> _THE EXERCISE_: Starting at the line containing "Can you find the woman's left" and ending after the line containing "[[784, 49]]", reproduce the data with "Drop" changed to "Place" and every other part left unchanged.

> _DATA EXTRACT_:
====
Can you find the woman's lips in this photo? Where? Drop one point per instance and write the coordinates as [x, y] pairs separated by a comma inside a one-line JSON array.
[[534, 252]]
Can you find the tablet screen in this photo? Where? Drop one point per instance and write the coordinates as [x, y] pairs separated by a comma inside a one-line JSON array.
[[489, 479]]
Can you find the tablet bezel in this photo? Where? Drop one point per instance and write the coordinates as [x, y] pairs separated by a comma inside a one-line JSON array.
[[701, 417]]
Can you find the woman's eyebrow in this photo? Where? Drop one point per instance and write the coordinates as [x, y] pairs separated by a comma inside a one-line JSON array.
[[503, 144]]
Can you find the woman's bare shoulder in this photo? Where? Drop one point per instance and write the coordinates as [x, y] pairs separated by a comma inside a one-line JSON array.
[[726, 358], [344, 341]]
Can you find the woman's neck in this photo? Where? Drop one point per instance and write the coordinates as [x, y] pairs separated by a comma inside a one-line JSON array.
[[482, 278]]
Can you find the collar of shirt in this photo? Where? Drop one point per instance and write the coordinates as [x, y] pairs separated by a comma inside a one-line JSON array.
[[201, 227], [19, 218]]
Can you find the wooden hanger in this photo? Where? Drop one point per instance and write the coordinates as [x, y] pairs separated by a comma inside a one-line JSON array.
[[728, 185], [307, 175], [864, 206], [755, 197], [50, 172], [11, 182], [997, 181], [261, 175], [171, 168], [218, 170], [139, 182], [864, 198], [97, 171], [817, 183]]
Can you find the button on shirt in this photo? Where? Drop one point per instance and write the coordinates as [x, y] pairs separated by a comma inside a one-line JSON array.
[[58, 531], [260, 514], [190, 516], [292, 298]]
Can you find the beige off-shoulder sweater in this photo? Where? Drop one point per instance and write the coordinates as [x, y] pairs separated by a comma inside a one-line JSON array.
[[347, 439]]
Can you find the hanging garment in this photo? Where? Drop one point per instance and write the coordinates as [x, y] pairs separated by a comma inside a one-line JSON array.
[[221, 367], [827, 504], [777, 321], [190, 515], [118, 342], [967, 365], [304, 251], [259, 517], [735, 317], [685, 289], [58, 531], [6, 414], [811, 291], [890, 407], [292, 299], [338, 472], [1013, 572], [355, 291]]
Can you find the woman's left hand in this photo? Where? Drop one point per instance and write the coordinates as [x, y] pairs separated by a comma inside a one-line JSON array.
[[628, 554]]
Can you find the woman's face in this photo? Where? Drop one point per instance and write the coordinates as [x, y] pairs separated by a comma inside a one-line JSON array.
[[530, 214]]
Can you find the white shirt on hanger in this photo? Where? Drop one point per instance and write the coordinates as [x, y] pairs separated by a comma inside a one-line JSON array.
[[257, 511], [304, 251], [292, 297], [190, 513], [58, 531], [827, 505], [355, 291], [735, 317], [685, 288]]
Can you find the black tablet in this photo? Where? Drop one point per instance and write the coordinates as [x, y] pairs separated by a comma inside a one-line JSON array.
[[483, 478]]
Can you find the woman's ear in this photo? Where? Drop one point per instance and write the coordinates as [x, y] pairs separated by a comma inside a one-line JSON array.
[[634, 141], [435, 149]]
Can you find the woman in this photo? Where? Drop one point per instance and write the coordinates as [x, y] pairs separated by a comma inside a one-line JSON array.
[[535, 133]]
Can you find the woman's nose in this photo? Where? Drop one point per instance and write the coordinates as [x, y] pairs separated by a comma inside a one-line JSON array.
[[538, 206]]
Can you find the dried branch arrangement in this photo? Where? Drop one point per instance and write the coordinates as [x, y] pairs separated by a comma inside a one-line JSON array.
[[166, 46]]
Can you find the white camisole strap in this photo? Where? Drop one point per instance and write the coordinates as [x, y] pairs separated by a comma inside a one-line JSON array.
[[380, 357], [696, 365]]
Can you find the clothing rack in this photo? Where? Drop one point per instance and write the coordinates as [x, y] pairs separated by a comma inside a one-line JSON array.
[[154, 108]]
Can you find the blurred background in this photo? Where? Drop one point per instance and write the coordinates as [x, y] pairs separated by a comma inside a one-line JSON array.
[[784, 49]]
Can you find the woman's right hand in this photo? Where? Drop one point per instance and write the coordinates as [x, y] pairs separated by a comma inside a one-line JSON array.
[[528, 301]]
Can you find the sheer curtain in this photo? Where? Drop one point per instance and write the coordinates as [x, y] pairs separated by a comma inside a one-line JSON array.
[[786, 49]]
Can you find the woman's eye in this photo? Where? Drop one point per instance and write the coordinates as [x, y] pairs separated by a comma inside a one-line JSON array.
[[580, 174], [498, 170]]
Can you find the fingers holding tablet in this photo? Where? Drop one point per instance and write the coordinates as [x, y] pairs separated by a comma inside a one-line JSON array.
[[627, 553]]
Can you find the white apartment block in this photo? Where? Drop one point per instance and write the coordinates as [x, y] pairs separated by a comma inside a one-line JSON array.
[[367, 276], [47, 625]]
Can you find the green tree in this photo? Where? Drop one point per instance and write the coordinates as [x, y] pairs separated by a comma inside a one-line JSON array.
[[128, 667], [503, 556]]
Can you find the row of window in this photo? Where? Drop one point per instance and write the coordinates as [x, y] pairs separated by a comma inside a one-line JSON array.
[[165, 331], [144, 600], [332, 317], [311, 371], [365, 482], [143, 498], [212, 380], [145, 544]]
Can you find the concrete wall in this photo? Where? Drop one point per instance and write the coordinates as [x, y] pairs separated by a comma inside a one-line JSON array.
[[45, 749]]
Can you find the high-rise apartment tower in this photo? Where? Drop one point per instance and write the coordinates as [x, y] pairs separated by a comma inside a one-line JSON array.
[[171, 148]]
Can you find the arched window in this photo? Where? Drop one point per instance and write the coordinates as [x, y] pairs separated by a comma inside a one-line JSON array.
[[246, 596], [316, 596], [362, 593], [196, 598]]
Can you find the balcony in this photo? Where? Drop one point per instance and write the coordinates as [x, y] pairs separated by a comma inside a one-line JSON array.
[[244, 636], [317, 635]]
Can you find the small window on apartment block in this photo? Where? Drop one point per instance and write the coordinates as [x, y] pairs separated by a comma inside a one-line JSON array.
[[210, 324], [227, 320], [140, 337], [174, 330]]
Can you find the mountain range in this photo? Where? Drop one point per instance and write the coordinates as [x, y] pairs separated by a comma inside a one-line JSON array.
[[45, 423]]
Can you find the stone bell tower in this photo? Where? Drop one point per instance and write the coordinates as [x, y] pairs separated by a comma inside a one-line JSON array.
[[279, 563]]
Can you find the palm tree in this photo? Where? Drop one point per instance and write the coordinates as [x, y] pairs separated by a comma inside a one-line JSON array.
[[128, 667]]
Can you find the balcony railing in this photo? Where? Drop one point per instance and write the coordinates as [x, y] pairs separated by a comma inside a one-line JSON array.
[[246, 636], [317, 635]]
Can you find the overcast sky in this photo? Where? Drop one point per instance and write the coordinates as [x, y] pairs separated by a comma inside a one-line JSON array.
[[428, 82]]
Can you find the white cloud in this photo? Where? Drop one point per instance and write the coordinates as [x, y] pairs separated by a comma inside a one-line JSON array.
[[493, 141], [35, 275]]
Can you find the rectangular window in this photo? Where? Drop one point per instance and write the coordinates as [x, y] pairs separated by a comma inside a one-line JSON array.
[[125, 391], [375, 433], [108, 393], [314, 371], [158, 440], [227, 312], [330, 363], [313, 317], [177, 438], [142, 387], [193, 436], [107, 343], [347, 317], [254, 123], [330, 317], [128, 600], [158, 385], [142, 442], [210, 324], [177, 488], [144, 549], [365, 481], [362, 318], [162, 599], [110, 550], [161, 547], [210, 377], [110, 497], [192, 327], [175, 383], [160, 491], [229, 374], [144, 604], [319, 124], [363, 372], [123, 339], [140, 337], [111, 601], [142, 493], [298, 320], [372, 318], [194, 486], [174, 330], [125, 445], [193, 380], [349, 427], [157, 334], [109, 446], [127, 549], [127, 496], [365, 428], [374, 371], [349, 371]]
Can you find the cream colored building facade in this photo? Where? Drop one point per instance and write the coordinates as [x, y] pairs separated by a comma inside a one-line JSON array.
====
> _SOLUTION FOR THIS PROBLEM_:
Can you find the woman's left hand in this photo? Where? Place one point per instance and write the coordinates as [x, y] pairs separated by a comma inside a one-line JSON array.
[[628, 554]]
Can you find the woman's face in this photo? Where? Place one point per instance and write the coordinates as [x, y] pairs separated by a comma inside a one-line JSON array.
[[530, 214]]
Can you find the white shirt on hanger in this photo? Where? Place one point per instance and write the coordinates as [x, y] pairs separated by a comma inside a one-line JSON array.
[[257, 511], [304, 251], [292, 297], [190, 513], [58, 531], [827, 505], [355, 291], [735, 317], [685, 288]]
Can you find the black tablet in this photo? Where? Place one point per instance and write the coordinates as [x, y] pairs separated by a comma inside a one-line JSON array.
[[483, 478]]
Can you find the woman's ear in this photo? Where? Place one point per instance and write the coordinates as [x, y] pairs separated by a comma inside a one-line JSON array.
[[634, 141], [435, 149]]
Can you find the woman in this photo? Where? Place one point per instance and write the coordinates as [x, y] pairs separated by a comma inside a one-line JSON array.
[[535, 133]]
Can you find the woman's nose in this photo? Where? Place one point per instance and write the coordinates as [x, y] pairs separated by a comma inside a one-line JSON array.
[[538, 206]]
Can you find the dried branch arrangement in this photo? Where? Place one point per instance and write the coordinates as [x, y] pairs separated by a comma inside a one-line JSON array.
[[166, 46]]
Can you find the white camisole strap in this photo? Where? Place one point per instance and write the coordinates as [x, y] pairs separated by a comma inside a one-line JSON array.
[[380, 357], [696, 365]]
Can you find the clothing rack in this photo? Where? Place one point per instance and write the coordinates as [x, y] pairs separated by a comma inside a one-line JSON array.
[[154, 108]]
Can you find the blurred background in this photo? Where? Place one point per instance and write the coordinates as [x, y] pairs separated by a comma inside a one-line JSON array.
[[784, 49]]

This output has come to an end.